#### AUSZUG
Die Kontrahenten: Justus Haucap ist Professor für Volkswirtschaftslehre an der Universität Düsseldorf und leitet dort das Institut für Wettbewerbsökonomie. Von 2008 bis 2012 war Haucap Vorsitzender der Monopolkommission, der er bis Juli 2014 angehörte. In der Öffentlichkeit ist er unter anderem als scharfer Kritiker des Leistungsschutzrechts aufgetreten.

Jan Philipp Albrecht sitzt seit 2009 für Bündnis90/Die Grünen im Europaparlament. Der Jurist, der stellvertretender Vorsitzender des Innen- und Justizausschusses ist, setzt sich schwerpunktmäßig für den Schutz der Bürgerrechte ein. Zurzeit ist er Berichterstatter des Europäischen Parlaments für das in der Verhandlung befindliche Datenschutzrahmenabkommen zwischen der EU und den USA.

Technology Review: Die Position in den Google-Suchergebnissen entscheidet vielfach über den Erfolg von Unternehmen. Der Digitalkonzern erschafft sich ein Imperium von Smartphones über autonome Autos bis Smart-Home-Anwendungen, an dem immer weniger Menschen vorbeikommen – und mit ihren Daten bezahlen müssen. Herr Haucap, ist Google zu mächtig?
########
#### BEREITGESTELLTES MATERIAL
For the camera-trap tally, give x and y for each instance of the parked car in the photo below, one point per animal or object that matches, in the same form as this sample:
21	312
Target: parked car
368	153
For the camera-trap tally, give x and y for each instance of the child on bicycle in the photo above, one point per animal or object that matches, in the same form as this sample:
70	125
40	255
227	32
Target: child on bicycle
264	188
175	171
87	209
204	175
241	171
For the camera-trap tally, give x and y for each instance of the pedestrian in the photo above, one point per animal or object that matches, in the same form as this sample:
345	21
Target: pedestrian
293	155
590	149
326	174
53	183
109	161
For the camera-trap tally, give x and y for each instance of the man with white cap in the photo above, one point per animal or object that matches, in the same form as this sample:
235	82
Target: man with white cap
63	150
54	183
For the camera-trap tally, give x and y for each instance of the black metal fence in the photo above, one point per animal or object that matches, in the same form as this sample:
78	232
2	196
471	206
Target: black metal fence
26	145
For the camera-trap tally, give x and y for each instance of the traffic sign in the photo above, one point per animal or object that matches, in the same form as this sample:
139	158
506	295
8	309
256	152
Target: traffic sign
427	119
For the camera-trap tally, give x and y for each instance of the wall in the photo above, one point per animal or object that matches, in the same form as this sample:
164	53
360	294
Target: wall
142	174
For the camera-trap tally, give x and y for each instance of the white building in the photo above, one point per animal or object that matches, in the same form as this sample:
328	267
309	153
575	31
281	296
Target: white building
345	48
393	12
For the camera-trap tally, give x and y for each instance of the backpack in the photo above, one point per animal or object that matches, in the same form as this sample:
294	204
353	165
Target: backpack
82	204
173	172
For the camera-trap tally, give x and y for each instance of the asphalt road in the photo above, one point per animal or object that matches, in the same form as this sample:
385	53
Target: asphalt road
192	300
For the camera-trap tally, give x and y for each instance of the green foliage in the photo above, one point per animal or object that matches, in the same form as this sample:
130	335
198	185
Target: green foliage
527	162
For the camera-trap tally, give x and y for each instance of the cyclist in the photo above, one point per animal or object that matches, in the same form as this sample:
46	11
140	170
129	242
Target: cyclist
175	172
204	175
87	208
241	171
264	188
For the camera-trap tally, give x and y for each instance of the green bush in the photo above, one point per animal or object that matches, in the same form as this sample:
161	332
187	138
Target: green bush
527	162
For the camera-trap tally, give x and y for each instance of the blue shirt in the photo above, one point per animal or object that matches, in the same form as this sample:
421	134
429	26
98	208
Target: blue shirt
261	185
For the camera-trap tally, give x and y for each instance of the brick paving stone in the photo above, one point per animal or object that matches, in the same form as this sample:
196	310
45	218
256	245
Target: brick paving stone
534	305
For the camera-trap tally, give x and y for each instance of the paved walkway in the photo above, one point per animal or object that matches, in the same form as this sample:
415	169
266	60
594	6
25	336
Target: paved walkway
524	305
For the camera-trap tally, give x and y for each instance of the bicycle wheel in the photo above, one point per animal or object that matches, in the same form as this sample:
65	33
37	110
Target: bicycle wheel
########
■ AUFGABE 1 ■
Welches Amt hatte Justus Haucap laut dem Interviewauszug über Google von 2008 bis 2012 inne?
■ AUFGABE 2 ■
Bitte führe den Interviewauszug über Google im Anschluss an die letzte Frage an Herrn Haucap weiter.
Die Datensätze spielen hierbei keine Rolle.

■ ENDGÜLTIGE ANTWORT 1 ■
Er war Vorsitzender der Monopolkommission.

■ ENDGÜLTIGE ANTWORT 2 ■
Justus Haucap: Speziell in Deutschland wird die Diskussion primär befeuert von den traditionellen Print-Häusern, insbesondere dem Axel-Springer-Konzern. Das hat weniger direkt mit Google zu tun, sondern mit dem Problem, dass die Digitalisierung das Modell der alten Zeitung kaputtgemacht hat. Die zahlenden Leser und die Anzeigen sind weg. Für die Presse ist das eine schreckliche Sache, und wenn es für die Presse eine schreckliche Sache ist, dann auch für Politiker. Das treibt die Diskussion momentan mehr als die Angst der Bürger.

Wenn ich meine Studierenden frage oder die Leute in der Eckkneipe, ob Google nicht ganz schrecklich ist, antworten die: "Sag mal, tickst du noch richtig? Das ist doch 'ne tolle Sache!" Google ermöglicht vielen Leuten Geschäfte, die sie in der Vergangenheit nie hätten tätigen können. Die Digitalisierung ist wunderbar für den Wettbewerb, weil die Eintrittsbarrieren auf vielen Märkten stark gesunken sind und Mini-Unternehmen plötzlich global agieren können. Es gibt sicherlich bestimmte Branchen, wo leicht eine gewisse Abhängigkeit entstehen kann. Die Gefahr wird aber gern übertrieben.

TR: Stimmen Sie zu, Herr Albrecht?

Jan Philipp Albrecht: Das Marktumfeld zeigt derzeit, dass Google einen sehr großen Einfluss besitzt. Das Unternehmen hat einen Markt geschaffen, von dem ganze Wirtschaftszweige profitieren. Daraus entsteht aber auch eine sehr große Abhängigkeit. Allein deshalb muss man reagieren. Es muss nicht zwangsläufig nach der Frage "Monopol oder nicht?" gehen, sondern danach, ob sich Unternehmen in diesem Marktumfeld überhaupt noch frei bewegen können.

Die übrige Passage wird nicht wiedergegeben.